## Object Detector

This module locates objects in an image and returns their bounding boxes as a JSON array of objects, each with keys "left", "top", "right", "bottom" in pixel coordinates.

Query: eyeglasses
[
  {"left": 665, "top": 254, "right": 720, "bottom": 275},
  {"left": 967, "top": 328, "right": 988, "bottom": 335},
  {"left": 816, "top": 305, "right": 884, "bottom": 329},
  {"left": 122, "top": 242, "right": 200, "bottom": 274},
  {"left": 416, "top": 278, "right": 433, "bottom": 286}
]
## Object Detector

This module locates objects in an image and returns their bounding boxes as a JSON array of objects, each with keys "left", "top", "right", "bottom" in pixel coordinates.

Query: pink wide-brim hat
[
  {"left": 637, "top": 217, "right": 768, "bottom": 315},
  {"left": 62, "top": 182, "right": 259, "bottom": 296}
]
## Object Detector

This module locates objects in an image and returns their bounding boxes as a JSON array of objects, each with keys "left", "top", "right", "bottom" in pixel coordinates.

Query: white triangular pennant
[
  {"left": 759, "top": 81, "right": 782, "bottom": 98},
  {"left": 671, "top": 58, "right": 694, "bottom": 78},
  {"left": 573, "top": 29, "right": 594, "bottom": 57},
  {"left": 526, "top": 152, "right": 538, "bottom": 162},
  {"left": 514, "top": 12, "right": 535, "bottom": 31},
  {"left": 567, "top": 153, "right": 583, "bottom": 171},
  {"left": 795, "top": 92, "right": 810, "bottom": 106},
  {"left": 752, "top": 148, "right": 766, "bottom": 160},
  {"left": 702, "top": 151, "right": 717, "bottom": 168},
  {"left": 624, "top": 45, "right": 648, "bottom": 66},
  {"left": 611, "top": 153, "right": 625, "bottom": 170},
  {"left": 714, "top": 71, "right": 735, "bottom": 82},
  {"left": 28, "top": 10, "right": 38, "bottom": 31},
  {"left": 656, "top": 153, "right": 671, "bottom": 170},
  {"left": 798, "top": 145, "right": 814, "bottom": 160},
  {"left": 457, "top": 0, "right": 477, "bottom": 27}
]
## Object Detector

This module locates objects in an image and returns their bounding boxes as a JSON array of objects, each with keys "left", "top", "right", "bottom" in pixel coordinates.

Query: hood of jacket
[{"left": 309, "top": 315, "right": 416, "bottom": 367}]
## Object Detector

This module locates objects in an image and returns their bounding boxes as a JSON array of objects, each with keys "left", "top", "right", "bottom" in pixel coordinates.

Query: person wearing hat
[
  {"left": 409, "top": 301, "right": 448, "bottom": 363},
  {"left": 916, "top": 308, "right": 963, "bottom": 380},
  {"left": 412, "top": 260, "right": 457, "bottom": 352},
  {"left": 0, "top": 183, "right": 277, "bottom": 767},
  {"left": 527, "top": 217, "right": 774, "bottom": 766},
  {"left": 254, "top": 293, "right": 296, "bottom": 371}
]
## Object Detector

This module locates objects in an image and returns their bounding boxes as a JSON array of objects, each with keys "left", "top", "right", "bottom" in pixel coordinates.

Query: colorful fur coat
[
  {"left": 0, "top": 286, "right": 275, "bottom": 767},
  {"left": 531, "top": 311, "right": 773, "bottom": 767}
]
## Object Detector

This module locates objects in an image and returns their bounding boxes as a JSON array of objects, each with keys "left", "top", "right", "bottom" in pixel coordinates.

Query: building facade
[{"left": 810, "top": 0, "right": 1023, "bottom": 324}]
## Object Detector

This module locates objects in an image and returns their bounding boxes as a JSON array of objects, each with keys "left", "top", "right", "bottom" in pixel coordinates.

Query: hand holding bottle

→ **What you are asked to do**
Retype all of the records above, word for word.

→ **Output**
## Object Detector

This module locates objects in an image and returns their bounding boxes as a JSON array of objects, each with keys "left", "top", "right", "bottom" in pixel coordinates.

Query: eyeglasses
[
  {"left": 665, "top": 254, "right": 720, "bottom": 275},
  {"left": 967, "top": 328, "right": 988, "bottom": 335},
  {"left": 816, "top": 305, "right": 884, "bottom": 329},
  {"left": 122, "top": 242, "right": 200, "bottom": 274},
  {"left": 416, "top": 278, "right": 433, "bottom": 286}
]
## Object Detector

This module locates objects in an image and returns their bounding boxes as a JSON array of objects, each with keys "left", "top", "right", "bottom" in pixel coordinates.

Query: pink wide-brim hat
[
  {"left": 637, "top": 217, "right": 768, "bottom": 315},
  {"left": 62, "top": 182, "right": 259, "bottom": 296}
]
## Object Detector

This module locates objects in an image and returns their bounding boxes as a JSON array of objects, each with keys "left", "top", "right", "bottom" in pixel coordinates.

Query: white triangular pennant
[
  {"left": 759, "top": 81, "right": 782, "bottom": 98},
  {"left": 671, "top": 58, "right": 694, "bottom": 78},
  {"left": 573, "top": 29, "right": 594, "bottom": 57},
  {"left": 526, "top": 152, "right": 538, "bottom": 162},
  {"left": 514, "top": 12, "right": 535, "bottom": 31},
  {"left": 567, "top": 153, "right": 583, "bottom": 171},
  {"left": 795, "top": 92, "right": 810, "bottom": 106},
  {"left": 752, "top": 148, "right": 766, "bottom": 160},
  {"left": 702, "top": 151, "right": 717, "bottom": 168},
  {"left": 624, "top": 45, "right": 648, "bottom": 66},
  {"left": 611, "top": 153, "right": 625, "bottom": 170},
  {"left": 714, "top": 71, "right": 735, "bottom": 82},
  {"left": 28, "top": 10, "right": 38, "bottom": 31},
  {"left": 656, "top": 153, "right": 671, "bottom": 170},
  {"left": 798, "top": 145, "right": 814, "bottom": 160},
  {"left": 457, "top": 0, "right": 477, "bottom": 27}
]
## Object Detector

This module locates objects in an image and returns their bounding boxes as a JSON array of objects, each with keys "left", "top", "right", "bottom" in pixel coordinates.

Query: hood of jacket
[{"left": 309, "top": 315, "right": 416, "bottom": 367}]
## Object Detector

This module locates objects in an image and returns their bounding boxes as a JSON array of objects, each with keys "left", "top", "right", "bottom" in pixel coordinates.

Query: person wearing hat
[
  {"left": 409, "top": 301, "right": 448, "bottom": 363},
  {"left": 916, "top": 308, "right": 963, "bottom": 380},
  {"left": 412, "top": 260, "right": 457, "bottom": 352},
  {"left": 0, "top": 183, "right": 277, "bottom": 767},
  {"left": 527, "top": 217, "right": 774, "bottom": 766},
  {"left": 254, "top": 293, "right": 296, "bottom": 371}
]
## Object Detector

This module locates objects in an image and returns their bounding boxes as a JSON array of objects, each with keys "left", "top", "right", "bottom" in pixel coordinates.

Query: colorful fur coat
[
  {"left": 0, "top": 286, "right": 275, "bottom": 767},
  {"left": 531, "top": 311, "right": 773, "bottom": 767}
]
## Object Detector

This module locates objects in an image and returns their bounding boxes as a JSON array of objects, each with keys "left", "top", "right", "bottom" in pixel coordinates.

Query: building facade
[{"left": 810, "top": 0, "right": 1023, "bottom": 324}]
## Object Detector

This module locates objects in an image and returns their bounding boxes as a JSON array of objects, each with keys "left", "top", "right", "bottom" in pixel coordinates.

Query: hand holding bottle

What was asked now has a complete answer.